■ AIM
Rewrite the stretch from "When great teams" through "records the following season." in the piece on 100-win teams that slumped the next season, putting "Phils" wherever "Phillies" appears.

■ PASSAGE GIVEN
# # #

When great teams go bad

July, 11, 2012
7/11/12
5:12
PM ET
Saw a note the other day about teams that won 100 games and fell under .500 the following season. This, of course, was in regards to the Phillies, who won 102 games in 2011 but are sitting at 37-50 at the All-Star break.

Since 1970, 43 teams have won 100 games, including the 2011 Phillies. Here are three that had losing records the following season.

1993-94 San Francisco Giants
1993: 103-59
1994: 55-60

What happened: Well, 1993 was kind of a stone-cold fluke, the only winning season the Giants had from 1991 to 1996. They fell off in 1994 despite having Barry Bonds OPS over 1.000 and Matt Williams chase Roger Maris' home run record until the strike hit. A key loss was Will Clark, who departed as a free agent, replaced by the light-hitting Todd Benzinger at first base (that was a generous way to put it). Second baseman Robby Thompson, who hit .312 in 1993, got injured, and Royce Clayton and Willie McGee didn't play as well. The Giants dropped from second in the league in runs to 10th. The pitching decline wasn't as severe but predictable, since Bill Swift and John Burkett were the only two starters to make more than 20 starts in 1993. Swift missed time in 1994 and guys like Salomon Torres and Bryan Hickerson were ineffective.

# # #

Items listed in a dataset:
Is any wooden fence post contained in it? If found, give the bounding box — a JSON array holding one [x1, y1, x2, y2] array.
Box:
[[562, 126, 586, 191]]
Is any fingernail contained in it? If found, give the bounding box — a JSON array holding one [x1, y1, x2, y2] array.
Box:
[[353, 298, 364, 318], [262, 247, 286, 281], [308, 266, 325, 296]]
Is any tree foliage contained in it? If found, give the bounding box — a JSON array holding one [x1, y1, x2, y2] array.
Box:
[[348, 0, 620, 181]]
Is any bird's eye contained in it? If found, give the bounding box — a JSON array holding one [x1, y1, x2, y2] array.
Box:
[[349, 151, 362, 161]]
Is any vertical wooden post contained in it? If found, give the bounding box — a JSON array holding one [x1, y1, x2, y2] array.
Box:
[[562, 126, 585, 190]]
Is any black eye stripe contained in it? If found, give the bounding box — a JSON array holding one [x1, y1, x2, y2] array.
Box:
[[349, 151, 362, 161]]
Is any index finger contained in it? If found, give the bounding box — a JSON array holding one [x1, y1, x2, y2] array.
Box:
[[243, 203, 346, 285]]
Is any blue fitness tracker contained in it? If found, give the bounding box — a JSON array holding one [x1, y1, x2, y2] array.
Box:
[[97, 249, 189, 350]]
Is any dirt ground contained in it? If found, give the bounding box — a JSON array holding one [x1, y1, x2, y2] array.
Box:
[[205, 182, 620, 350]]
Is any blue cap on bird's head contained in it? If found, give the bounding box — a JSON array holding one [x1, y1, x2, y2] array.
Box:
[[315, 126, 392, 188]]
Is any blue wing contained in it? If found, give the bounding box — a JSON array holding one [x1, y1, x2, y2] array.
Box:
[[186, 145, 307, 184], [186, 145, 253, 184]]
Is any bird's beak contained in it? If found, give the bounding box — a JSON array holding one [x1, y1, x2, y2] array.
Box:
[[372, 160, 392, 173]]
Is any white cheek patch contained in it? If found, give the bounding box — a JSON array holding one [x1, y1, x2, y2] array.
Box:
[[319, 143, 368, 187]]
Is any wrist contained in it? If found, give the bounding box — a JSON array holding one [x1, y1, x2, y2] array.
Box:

# # #

■ SOLUTION FOR THIS EXERCISE
When great teams go bad

July, 11, 2012
7/11/12
5:12
PM ET
Saw a note the other day about teams that won 100 games and fell under .500 the following season. This, of course, was in regards to the Phils, who won 102 games in 2011 but are sitting at 37-50 at the All-Star break.

Since 1970, 43 teams have won 100 games, including the 2011 Phils. Here are three that had losing records the following season.